Data provided
-*-
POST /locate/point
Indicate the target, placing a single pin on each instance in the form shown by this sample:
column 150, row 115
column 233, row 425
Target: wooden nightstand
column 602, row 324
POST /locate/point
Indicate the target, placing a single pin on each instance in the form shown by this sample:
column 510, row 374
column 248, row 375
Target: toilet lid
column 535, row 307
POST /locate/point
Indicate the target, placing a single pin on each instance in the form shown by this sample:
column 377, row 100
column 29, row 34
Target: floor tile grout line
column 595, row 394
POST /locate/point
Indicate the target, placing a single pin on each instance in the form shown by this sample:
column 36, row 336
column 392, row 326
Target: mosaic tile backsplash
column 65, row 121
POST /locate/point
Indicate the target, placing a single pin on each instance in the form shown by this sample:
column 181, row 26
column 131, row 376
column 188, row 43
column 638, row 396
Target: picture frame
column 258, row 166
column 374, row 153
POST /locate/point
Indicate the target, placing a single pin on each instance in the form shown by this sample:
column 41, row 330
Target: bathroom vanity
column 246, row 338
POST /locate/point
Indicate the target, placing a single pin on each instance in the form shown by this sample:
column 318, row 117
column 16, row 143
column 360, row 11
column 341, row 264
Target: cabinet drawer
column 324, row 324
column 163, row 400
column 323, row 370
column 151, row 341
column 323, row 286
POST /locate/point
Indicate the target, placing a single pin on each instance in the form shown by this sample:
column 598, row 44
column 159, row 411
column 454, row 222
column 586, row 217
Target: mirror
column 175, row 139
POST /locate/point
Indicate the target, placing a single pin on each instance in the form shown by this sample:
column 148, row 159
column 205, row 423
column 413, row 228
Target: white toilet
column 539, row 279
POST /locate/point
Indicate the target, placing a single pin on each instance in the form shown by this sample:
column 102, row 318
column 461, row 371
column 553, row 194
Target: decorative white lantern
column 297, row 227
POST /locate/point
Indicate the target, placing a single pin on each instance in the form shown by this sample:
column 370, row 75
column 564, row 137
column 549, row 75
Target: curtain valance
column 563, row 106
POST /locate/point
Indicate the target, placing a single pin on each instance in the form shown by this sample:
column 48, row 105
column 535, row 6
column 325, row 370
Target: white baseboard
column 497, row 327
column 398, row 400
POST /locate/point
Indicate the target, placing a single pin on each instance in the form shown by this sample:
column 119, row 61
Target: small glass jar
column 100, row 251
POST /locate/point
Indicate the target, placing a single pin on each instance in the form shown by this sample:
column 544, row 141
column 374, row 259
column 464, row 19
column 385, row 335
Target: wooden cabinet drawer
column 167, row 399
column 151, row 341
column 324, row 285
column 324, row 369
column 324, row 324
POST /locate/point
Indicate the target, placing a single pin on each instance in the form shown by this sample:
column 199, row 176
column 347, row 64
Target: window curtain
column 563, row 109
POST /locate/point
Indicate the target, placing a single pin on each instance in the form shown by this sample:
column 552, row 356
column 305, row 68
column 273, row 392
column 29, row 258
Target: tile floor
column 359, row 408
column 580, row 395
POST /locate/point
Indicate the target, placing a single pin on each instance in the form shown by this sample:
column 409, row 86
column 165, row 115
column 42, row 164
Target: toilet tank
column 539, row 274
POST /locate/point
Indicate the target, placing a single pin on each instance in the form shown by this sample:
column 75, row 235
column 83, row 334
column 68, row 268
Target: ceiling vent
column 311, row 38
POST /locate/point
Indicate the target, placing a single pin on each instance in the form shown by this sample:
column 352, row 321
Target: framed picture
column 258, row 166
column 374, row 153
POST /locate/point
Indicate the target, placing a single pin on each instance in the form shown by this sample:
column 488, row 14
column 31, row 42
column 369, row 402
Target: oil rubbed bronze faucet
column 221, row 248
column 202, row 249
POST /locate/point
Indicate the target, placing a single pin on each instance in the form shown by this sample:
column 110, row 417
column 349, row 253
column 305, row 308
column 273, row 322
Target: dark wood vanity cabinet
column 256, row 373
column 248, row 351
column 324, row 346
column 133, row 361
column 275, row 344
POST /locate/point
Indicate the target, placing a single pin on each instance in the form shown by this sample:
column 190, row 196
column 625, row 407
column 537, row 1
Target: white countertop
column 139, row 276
-*-
Your goal
Give back exactly the material above from its opening line to the line bearing "column 29, row 34".

Answer section
POST /locate/point
Indicate the target, placing a single pin on each instance in the form shown by this sample:
column 150, row 115
column 233, row 425
Target: wooden nightstand
column 602, row 324
POST /locate/point
Indicate the target, placing a single pin on each instance in the form shown by this sample:
column 510, row 374
column 248, row 375
Target: toilet lid
column 535, row 307
POST /locate/point
Indicate the target, placing a single pin on each instance in the form shown by this sample:
column 377, row 100
column 29, row 34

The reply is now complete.